### Exercise materials:
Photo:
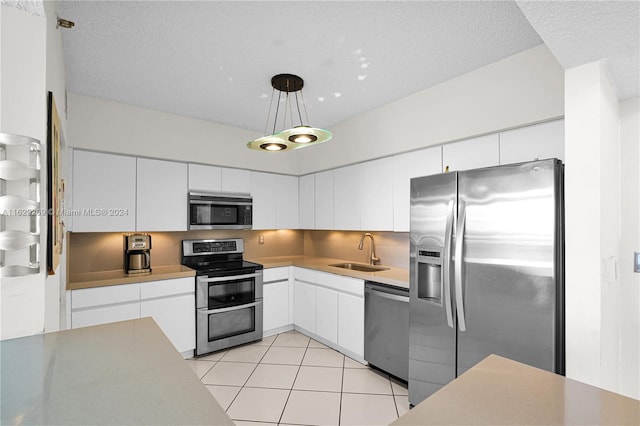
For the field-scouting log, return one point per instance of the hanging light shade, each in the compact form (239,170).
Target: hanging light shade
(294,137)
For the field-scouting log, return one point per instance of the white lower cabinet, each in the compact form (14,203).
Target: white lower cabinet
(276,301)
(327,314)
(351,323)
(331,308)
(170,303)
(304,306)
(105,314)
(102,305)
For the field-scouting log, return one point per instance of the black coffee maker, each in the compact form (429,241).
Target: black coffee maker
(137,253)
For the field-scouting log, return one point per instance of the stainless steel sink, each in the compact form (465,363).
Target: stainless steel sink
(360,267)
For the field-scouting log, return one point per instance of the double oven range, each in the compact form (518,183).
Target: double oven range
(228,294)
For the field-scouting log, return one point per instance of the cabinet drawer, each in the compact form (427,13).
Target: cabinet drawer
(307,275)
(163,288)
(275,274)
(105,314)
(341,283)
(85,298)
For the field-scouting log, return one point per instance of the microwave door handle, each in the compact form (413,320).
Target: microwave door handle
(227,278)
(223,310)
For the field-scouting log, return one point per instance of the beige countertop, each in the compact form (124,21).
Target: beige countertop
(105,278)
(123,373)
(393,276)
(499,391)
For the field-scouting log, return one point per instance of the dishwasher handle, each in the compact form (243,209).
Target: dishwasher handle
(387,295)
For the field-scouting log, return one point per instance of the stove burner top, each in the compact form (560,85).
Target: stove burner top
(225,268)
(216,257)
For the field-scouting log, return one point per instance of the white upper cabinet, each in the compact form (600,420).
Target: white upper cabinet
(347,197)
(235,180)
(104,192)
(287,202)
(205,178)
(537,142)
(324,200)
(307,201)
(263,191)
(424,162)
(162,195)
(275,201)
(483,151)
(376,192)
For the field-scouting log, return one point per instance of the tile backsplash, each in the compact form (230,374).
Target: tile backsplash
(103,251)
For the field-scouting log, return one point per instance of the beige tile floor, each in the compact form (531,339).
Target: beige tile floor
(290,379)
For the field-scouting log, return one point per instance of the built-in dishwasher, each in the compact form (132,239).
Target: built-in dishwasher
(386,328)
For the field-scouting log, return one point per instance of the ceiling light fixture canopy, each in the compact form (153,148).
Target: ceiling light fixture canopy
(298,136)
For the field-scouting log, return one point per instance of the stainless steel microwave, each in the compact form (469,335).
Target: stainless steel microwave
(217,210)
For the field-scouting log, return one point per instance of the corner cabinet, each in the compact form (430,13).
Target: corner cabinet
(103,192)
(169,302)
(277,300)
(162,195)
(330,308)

==

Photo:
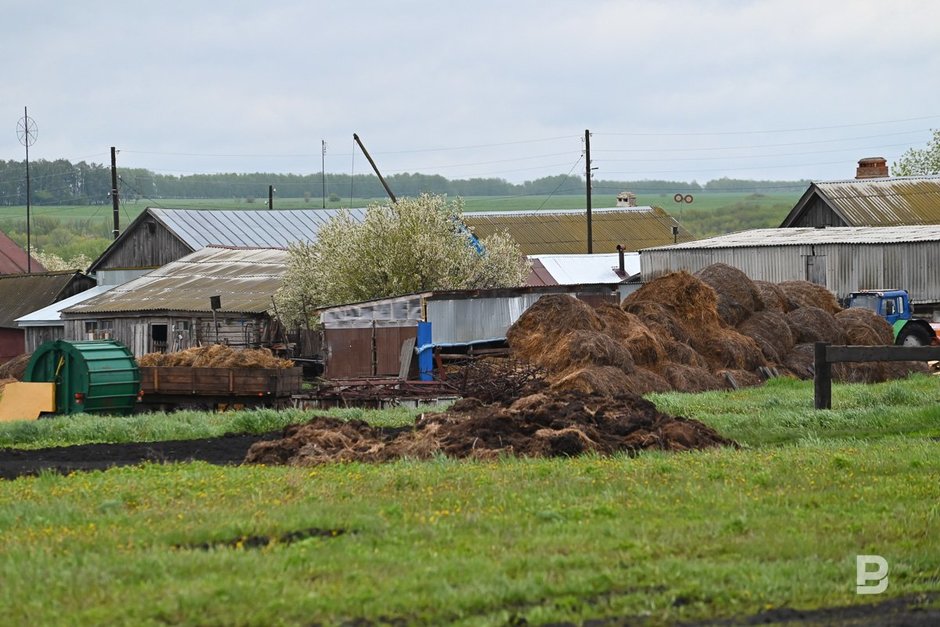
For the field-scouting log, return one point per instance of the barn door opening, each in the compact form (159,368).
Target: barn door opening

### Task to complete:
Return each line above that contains the word "corner". Case counts.

### Reply:
For the field-scouting log, return one point per instance of the corner cabinet, each in the compact form (430,13).
Target: corner cabinet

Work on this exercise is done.